== Study text ==
"""

Seasonal, geographic, and antimicrobial resistance patterns in microbial keratitis: 4-year experience in eastern Pennsylvania.Cornea. 2015 Mar; 34(3):296-302.C
The aim of this study was to review the demographics, causative organisms, seasonal and geographic variation, and antimicrobial resistance patterns of microbial keratitis at our institution over a 4-year period.
Electronic medical records of all patients with microbial keratitis who underwent corneal culturing at a single institution in eastern Pennsylvania between January 1, 2009 and December 31, 2012 were reviewed.

"""

== Requirement ==
Can you extract the part of the keratitis study abstract that begins at the words "Electronic medical records" and stops after the words "2012 were reviewed.", copying it word for word?

== Raw data ==
"""

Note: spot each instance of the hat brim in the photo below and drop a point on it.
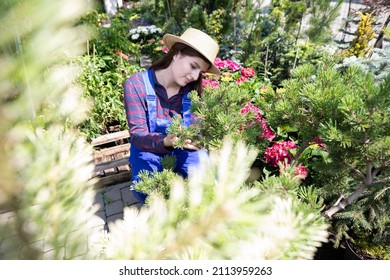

"""

== Answer box ==
Electronic medical records of all patients with microbial keratitis who underwent corneal culturing at a single institution in eastern Pennsylvania between January 1, 2009 and December 31, 2012 were reviewed.